EXTRACT ::
Published: 17 November 2025PIBEnvironment
COP30 Belém Day 9: India's Position on NCQG, Article 9.1, Climate Finance Equity
On Day 9 of COP30 in Belém, Brazil, India — speaking on behalf of the Like-Minded Developing Countries (LMDCs) group — made a strong push for enhanced climate finance commitments from developed nations, particularly around Article 9.1 of the Paris Agreement and the New Collective Quantified Goal (NCQG) on climate finance.
India called for a structured 3-year work programme under Article 9.1, which obligates developed countries to mobilise climate finance for developing nations. This demand came as the NCQG negotiations were centring on a floor of $300 billion per year by 2035, with a broader goal of mobilising $1.3 trillion annually from all sources.

WRITTEN TASK 1 :: Quote the COP30 article word for word, starting with "India called for" and going on through "from all sources.".
WRITTEN TASK 2 :: According to the COP30 article, what annual floor by 2035 were the NCQG negotiations centring on?
The material after this COP30 article comes from a separate source.

RECORD EXTRACTS ::
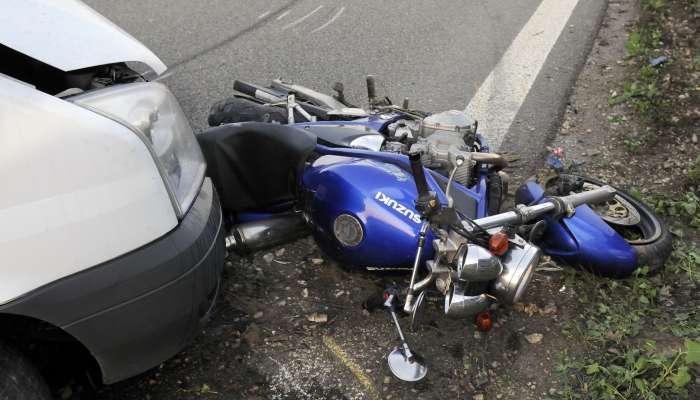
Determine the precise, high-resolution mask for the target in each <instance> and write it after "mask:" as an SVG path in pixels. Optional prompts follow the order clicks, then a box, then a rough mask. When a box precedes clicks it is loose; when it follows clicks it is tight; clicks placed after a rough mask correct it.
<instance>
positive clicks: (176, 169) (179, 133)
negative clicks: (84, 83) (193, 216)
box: [70, 82, 206, 217]
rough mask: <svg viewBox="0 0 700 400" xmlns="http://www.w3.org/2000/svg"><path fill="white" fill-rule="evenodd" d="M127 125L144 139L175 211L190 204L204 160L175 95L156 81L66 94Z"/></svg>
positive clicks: (74, 99)
mask: <svg viewBox="0 0 700 400" xmlns="http://www.w3.org/2000/svg"><path fill="white" fill-rule="evenodd" d="M70 100H71V101H73V102H74V103H76V104H78V105H81V106H83V107H86V108H88V109H91V110H92V111H95V112H97V113H99V114H101V115H104V116H106V117H108V118H110V119H113V120H115V121H117V122H119V123H121V124H122V125H125V126H126V127H128V128H130V129H131V130H132V131H134V132H135V133H136V134H138V135H139V136H140V137H141V138H142V139H143V140H144V142H145V143H146V146H147V147H148V148H149V150H150V151H151V153H152V154H153V156H154V158H155V159H156V165H157V166H158V169H159V171H160V173H161V175H162V177H163V180H164V182H165V185H166V187H167V188H168V192H169V193H170V197H171V200H172V201H173V207H174V208H175V212H176V213H177V215H178V217H182V216H183V215H184V213H185V212H187V210H188V209H189V208H190V206H191V205H192V203H193V202H194V200H195V198H196V197H197V193H199V189H200V187H201V184H202V181H203V180H204V173H205V171H206V164H205V161H204V156H203V155H202V151H201V149H200V148H199V144H198V143H197V139H196V138H195V136H194V133H193V132H192V128H191V127H190V124H189V123H188V122H187V119H186V118H185V115H184V114H183V112H182V109H181V108H180V105H179V104H178V102H177V100H176V99H175V97H174V96H173V94H172V93H170V90H168V88H167V87H166V86H165V85H163V84H161V83H157V82H144V83H132V84H128V85H120V86H112V87H109V88H105V89H101V90H96V91H94V92H88V93H85V94H81V95H78V96H75V97H72V98H70Z"/></svg>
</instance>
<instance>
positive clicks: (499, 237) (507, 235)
mask: <svg viewBox="0 0 700 400" xmlns="http://www.w3.org/2000/svg"><path fill="white" fill-rule="evenodd" d="M489 251H490V252H491V254H493V255H495V256H498V257H500V256H502V255H504V254H505V253H506V251H508V235H506V234H505V233H503V232H496V233H494V234H493V235H491V238H490V239H489Z"/></svg>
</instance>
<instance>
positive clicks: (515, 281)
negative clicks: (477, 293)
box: [489, 243, 540, 304]
mask: <svg viewBox="0 0 700 400" xmlns="http://www.w3.org/2000/svg"><path fill="white" fill-rule="evenodd" d="M539 261H540V249H539V248H537V246H533V245H531V244H529V243H526V244H525V245H524V246H522V247H520V246H511V248H510V249H509V250H508V252H507V253H506V254H504V255H503V257H502V258H501V263H502V264H503V272H502V273H501V274H500V275H499V276H498V278H497V279H496V280H495V281H494V282H493V284H492V285H491V288H490V290H489V292H491V294H493V295H494V296H496V298H498V300H500V301H502V302H504V303H510V304H513V303H517V302H518V300H520V297H521V296H522V295H523V293H525V289H526V288H527V285H528V284H529V283H530V280H532V275H533V274H534V272H535V267H536V266H537V263H538V262H539Z"/></svg>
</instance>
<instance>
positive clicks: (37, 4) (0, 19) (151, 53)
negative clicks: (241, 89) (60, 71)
mask: <svg viewBox="0 0 700 400" xmlns="http://www.w3.org/2000/svg"><path fill="white" fill-rule="evenodd" d="M0 43H2V44H3V45H5V46H7V47H10V48H12V49H13V50H16V51H19V52H21V53H23V54H25V55H28V56H30V57H32V58H34V59H37V60H39V61H41V62H43V63H46V64H49V65H51V66H53V67H56V68H58V69H60V70H63V71H73V70H76V69H81V68H87V67H93V66H96V65H105V64H113V63H118V62H140V63H143V64H146V65H147V66H148V67H150V68H151V69H152V70H153V71H154V72H155V73H156V74H159V75H160V74H162V73H163V72H164V71H165V70H166V69H167V67H166V66H165V64H164V63H163V61H161V60H160V59H159V58H158V57H157V56H156V55H155V54H153V52H152V51H150V50H149V49H148V48H147V47H146V46H144V45H143V44H142V43H141V42H139V41H138V40H136V39H134V38H133V37H132V36H131V35H129V34H128V33H126V32H125V31H124V30H122V29H121V28H119V27H118V26H116V25H115V24H113V23H112V22H111V21H109V20H108V19H107V18H105V17H103V16H102V15H101V14H99V13H98V12H97V11H95V10H93V9H92V8H90V7H88V6H87V5H85V4H84V3H82V2H80V1H78V0H60V1H56V0H3V1H2V3H1V4H0Z"/></svg>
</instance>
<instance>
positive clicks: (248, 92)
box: [233, 79, 257, 97]
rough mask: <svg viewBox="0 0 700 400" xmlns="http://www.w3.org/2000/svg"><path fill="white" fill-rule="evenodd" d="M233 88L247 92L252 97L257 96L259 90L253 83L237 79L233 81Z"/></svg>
mask: <svg viewBox="0 0 700 400" xmlns="http://www.w3.org/2000/svg"><path fill="white" fill-rule="evenodd" d="M233 90H237V91H239V92H241V93H243V94H247V95H248V96H250V97H255V92H256V91H257V88H256V87H255V86H253V85H251V84H250V83H246V82H243V81H239V80H238V79H236V80H235V81H233Z"/></svg>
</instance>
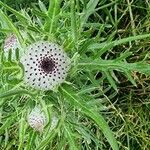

RESULT 1 ::
India called for a structured 3-year work programme under Article 9.1, which obligates developed countries to mobilise climate finance for developing nations. This demand came as the NCQG negotiations were centring on a floor of $300 billion per year by 2035, with a broader goal of mobilising $1.3 trillion annually from all sources.

RESULT 2 :: $300 billion per year by 2035.